## Set tasks
A – In the reading notes on quoted passages, what is the speaker laced into in the excerpt cited at 525.1?
B – Proceed with the reading notes on quoted passages, continuing from where they stop.

524.6 `The Christless must understand that their lives are to be spent
in Servitude,-- if not to us, then to Christians even less Godly,--
the Kings, the Enterprisers, the Adventurers Chartr'd and Piratickal.'
This with the comment from our narrator (don't ask which one) `'twas
an earlier, simpler Time, Children, when many grew quite exercis'd
over uestions of doctrine.' Officially it is the narrator of the GF
who is telling us this, but it could also stand as coment on the
Godless American Republic, either Wick's version, or our own, in both
of which the Death of Christ has ceded power to Kings, Enterprisers
and Adventurers or all sorts.

525.1 `There came an evening during my novitiate when, after being fed
but lightly, I was taken to a Chamber, and there laced into an
expensive Corset [. . .]' Cue the porn schlock. But why suddenly the
switch to first person? Was the previous third person the GF
narrative? or Brae's rendering as she read? Is this the real GF text
or is it refracted through the consciousness of one of out characters?

525.7 "Maquilleuses"? (RR)

525.20 `The food they eat there is delicious beyond belief, - Shrimps
with Hot Chillies and Peanuts! Slic'd Chicken in Garlick and black
bean Sauce! Cold Sesame Noodles! Sweet Biscuits with Messages folded
inside upon Paper you can eat,--' Something tells me the nearest
Blondette has been to China is the local restaurant, but in the C18th?

## Recorded data

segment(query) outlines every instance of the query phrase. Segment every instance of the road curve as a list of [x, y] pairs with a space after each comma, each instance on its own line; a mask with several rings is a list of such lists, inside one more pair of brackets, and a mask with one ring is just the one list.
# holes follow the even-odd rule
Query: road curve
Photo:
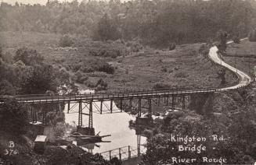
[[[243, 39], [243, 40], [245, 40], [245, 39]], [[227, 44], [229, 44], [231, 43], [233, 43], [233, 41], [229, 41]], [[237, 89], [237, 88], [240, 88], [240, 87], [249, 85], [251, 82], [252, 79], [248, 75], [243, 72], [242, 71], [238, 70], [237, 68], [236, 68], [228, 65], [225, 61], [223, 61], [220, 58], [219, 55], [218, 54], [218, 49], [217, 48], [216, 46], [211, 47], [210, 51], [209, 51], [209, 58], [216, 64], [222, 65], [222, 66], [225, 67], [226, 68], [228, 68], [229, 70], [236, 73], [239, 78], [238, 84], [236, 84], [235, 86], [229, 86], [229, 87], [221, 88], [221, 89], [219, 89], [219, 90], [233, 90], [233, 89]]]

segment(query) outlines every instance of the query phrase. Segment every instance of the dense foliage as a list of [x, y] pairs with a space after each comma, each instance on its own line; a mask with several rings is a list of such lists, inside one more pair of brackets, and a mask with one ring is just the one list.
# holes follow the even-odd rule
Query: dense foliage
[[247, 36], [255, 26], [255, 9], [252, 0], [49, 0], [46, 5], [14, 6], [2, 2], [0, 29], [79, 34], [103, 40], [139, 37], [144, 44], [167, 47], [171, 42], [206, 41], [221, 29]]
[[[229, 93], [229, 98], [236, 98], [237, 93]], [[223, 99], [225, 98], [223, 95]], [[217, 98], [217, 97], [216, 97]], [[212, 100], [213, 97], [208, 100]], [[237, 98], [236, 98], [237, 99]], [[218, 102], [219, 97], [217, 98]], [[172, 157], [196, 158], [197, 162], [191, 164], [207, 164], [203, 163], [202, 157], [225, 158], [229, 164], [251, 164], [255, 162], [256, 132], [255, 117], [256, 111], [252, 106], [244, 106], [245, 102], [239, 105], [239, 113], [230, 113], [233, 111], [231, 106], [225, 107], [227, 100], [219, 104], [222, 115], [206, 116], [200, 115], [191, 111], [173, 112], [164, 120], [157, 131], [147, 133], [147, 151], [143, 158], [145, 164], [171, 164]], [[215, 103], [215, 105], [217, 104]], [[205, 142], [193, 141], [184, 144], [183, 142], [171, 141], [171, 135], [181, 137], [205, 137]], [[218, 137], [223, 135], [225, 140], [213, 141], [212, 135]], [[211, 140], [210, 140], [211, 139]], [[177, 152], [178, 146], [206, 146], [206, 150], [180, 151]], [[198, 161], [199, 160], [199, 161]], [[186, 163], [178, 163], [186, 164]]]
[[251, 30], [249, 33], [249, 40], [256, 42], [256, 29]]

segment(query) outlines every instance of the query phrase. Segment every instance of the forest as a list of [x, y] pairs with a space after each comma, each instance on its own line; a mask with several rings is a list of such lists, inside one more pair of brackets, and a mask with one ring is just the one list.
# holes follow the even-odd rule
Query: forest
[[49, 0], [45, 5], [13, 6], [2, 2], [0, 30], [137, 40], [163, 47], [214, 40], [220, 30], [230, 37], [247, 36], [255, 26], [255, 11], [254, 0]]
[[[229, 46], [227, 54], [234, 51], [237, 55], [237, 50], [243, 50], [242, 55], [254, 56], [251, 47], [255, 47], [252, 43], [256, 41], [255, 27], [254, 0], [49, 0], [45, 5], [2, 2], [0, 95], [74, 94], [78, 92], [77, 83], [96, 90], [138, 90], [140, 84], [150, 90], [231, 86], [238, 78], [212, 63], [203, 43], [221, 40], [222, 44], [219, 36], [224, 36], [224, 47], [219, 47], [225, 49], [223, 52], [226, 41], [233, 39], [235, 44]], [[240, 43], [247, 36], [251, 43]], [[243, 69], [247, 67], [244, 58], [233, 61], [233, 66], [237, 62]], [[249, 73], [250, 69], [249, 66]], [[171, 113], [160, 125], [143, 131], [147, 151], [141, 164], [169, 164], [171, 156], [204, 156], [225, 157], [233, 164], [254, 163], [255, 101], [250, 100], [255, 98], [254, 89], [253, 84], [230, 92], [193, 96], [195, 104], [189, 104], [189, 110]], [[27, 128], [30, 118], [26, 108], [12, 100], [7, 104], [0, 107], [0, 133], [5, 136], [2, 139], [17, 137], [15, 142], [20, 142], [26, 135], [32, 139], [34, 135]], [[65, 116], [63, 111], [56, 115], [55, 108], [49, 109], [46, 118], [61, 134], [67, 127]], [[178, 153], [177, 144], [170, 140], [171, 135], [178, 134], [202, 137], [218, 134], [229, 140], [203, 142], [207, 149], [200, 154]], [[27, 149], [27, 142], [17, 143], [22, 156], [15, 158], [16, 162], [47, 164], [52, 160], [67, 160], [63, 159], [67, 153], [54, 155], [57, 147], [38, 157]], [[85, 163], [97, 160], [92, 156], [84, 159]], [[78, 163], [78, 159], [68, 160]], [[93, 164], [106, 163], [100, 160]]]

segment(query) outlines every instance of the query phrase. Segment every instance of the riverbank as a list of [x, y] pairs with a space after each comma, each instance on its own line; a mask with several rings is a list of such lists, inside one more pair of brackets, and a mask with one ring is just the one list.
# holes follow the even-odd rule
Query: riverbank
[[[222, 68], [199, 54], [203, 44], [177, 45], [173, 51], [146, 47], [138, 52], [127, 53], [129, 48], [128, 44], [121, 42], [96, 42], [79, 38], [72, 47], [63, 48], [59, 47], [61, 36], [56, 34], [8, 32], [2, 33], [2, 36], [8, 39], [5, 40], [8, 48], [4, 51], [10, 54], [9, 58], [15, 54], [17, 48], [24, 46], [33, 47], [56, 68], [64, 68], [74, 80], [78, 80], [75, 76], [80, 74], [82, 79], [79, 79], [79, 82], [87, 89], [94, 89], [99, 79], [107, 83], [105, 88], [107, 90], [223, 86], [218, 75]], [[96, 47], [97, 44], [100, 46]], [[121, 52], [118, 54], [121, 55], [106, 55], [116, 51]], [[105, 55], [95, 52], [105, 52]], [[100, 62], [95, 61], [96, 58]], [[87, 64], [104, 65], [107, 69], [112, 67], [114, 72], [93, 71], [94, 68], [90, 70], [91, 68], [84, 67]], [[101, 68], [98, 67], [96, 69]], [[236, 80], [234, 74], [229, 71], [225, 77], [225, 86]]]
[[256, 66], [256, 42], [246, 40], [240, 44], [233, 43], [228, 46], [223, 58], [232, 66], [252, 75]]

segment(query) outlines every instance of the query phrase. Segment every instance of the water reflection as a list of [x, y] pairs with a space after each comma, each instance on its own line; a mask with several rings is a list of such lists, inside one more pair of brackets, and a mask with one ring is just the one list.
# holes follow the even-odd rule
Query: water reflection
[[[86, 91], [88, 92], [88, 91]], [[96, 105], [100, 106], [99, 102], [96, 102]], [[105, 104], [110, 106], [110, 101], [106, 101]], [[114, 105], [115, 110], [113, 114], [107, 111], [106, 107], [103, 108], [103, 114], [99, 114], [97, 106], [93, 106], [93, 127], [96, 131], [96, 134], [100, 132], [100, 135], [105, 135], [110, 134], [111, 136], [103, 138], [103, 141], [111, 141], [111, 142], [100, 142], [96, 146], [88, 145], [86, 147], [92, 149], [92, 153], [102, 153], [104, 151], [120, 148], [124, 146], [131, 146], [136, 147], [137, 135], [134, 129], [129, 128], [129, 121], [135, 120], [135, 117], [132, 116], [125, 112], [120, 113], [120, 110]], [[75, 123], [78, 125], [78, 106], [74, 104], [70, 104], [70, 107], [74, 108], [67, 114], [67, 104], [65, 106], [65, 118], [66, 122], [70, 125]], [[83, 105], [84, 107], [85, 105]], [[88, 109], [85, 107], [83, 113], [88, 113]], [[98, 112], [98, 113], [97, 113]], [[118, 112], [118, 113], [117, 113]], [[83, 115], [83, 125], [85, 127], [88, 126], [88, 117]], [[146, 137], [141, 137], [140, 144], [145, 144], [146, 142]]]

## Answers below
A – An expensive Corset.

B –
526.5 `Basest form of desire, Blondelle.' This with a co-ordinated
dance step and wag of the fingers from the nuns. Ok, so the correction
they provide is intended as mock-porn. But is there some other reason
for introducing this catholic sin and punishment scene?

526.22 `"aahck. . .um, well what's that you're reading? Hmm," having a
look, "something of cousin DePugh's I guess." She gazes at him for
what seems to him a long time. "You left it for somone to find." she
whispers at last.' Love that 'aahck. . .' and the attempt to blame
Cousin DePugh. What does Brae's comment mean? Why is this scene

527.8 `The Ghastly Fop. He's seen off Ridottoes and Hurricanoes, close
to Gaming-Tables, as to expensive Nymphs. [. . .] He is reported to be
the Waith of a quite dreadfully ruin'd young man, come to London from
the Country, who can return neither to there, not the World of Death,
until, sizable debts in this one be settl'd' Sounds like Lord L is
based on one of the GF stories, as, in part, are Ludd Oafery and Mr
Dimdown. For Ridotto cf MDMDC(?) and for Hurricanoe cf MDMDC(?).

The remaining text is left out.